## EXCERPT TO READ

== Segment start ==

Shared Religious Vocabulary
Mohamad Mostafa Nassar
The three religions Judaism, Christianity & Islam each attach themselves to a writing tradition in a Semitic language, Hebrew, Aramaic & Arabic respectively.
By way of being considered a language of revelation, a language of their founding community or just a scholarly language of their tradition.
Judaism has some attachment to all three, most of the Old Testament being written in Hebrew, but some also in Aramaic, and much of the Talmudic scholarship being in Aramaic, and many of the medieval Jewish scholars of the “Jewish Golden Age” like Musa bin Maymun (Maimonides in English literature) writings being in Arabic.
Christianity considers its texts to be revealed in Greek, but within the Greek texts, there are quotes in Aramaic that suggest they are just Greek accounts of an originally Aramaic message & community.
Early Middle Eastern Christian communities also spoke Aramaic as it was the Lingua Franca of the Middle East and a dialect of Aramaic, Syriac, became the main scholarly and liturgical language of the religion in the region. Many Arabs also embraced Christianity, and their language was already of course Arabic.
Islam of course has Arabic as language of divine revelation, language of Islamic civilisation and scholarship.
It has some influence from Hebrew & Aramaic, but that is mostly from long before the Islamic period, when Nabataean Arabs used Aramaic as their language of empire.
And from interactions with the Assyrian and Persian empires, and from Jewish communities living in the Arabian Peninsula.
Some of this vocabulary is borrowed between the languages, but much of it is a result of natural cognates, they are so genetically related that they share the same words for many things.

== Segment end ==

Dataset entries
== Segment start ==

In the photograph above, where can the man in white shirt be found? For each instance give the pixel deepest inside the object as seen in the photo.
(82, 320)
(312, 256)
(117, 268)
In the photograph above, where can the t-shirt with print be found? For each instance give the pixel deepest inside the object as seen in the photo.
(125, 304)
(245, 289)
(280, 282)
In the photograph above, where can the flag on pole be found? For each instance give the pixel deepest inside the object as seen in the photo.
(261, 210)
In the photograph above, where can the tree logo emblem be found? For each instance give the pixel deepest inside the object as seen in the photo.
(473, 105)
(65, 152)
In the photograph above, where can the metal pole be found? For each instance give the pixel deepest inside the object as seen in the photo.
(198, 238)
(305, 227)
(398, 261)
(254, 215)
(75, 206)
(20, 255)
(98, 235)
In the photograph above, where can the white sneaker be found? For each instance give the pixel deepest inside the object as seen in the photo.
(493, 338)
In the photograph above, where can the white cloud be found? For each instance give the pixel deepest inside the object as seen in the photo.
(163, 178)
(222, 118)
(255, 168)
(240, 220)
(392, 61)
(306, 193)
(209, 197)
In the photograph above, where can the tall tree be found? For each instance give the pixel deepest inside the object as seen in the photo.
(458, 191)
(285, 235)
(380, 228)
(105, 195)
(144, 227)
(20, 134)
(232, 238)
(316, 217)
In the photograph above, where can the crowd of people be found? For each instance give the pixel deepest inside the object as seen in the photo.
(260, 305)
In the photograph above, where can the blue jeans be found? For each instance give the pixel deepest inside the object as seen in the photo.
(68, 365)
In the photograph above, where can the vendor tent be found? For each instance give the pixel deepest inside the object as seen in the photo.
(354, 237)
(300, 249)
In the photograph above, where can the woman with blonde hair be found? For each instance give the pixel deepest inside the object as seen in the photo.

== Segment end ==

## LIST OF TASKS
**A.** In the text on shared religious vocabulary, reproduce the stretch from "Early Middle Eastern" through "the Arabian Peninsula.".
**B.** Using the text on shared religious vocabulary, answer each question briefly:
(i) In which language does Christianity consider its texts to be revealed?
(ii) Which dialect of Aramaic became the main scholarly and liturgical language of Christianity in the region?
(iii) Who used Aramaic as their language of empire long before the Islamic period?
**C.** List every religion that the text on shared religious vocabulary names.

## ANSWERS BELOW
**A.**
Early Middle Eastern Christian communities also spoke Aramaic as it was the Lingua Franca of the Middle East and a dialect of Aramaic, Syriac, became the main scholarly and liturgical language of the religion in the region. Many Arabs also embraced Christianity, and their language was already of course Arabic.
Islam of course has Arabic as language of divine revelation, language of Islamic civilisation and scholarship.
It has some influence from Hebrew & Aramaic, but that is mostly from long before the Islamic period, when Nabataean Arabs used Aramaic as their language of empire.
And from interactions with the Assyrian and Persian empires, and from Jewish communities living in the Arabian Peninsula.

**B.**
(i) Greek
(ii) Syriac
(iii) Nabataean Arabs

**C.** Judaism, Christianity, Islam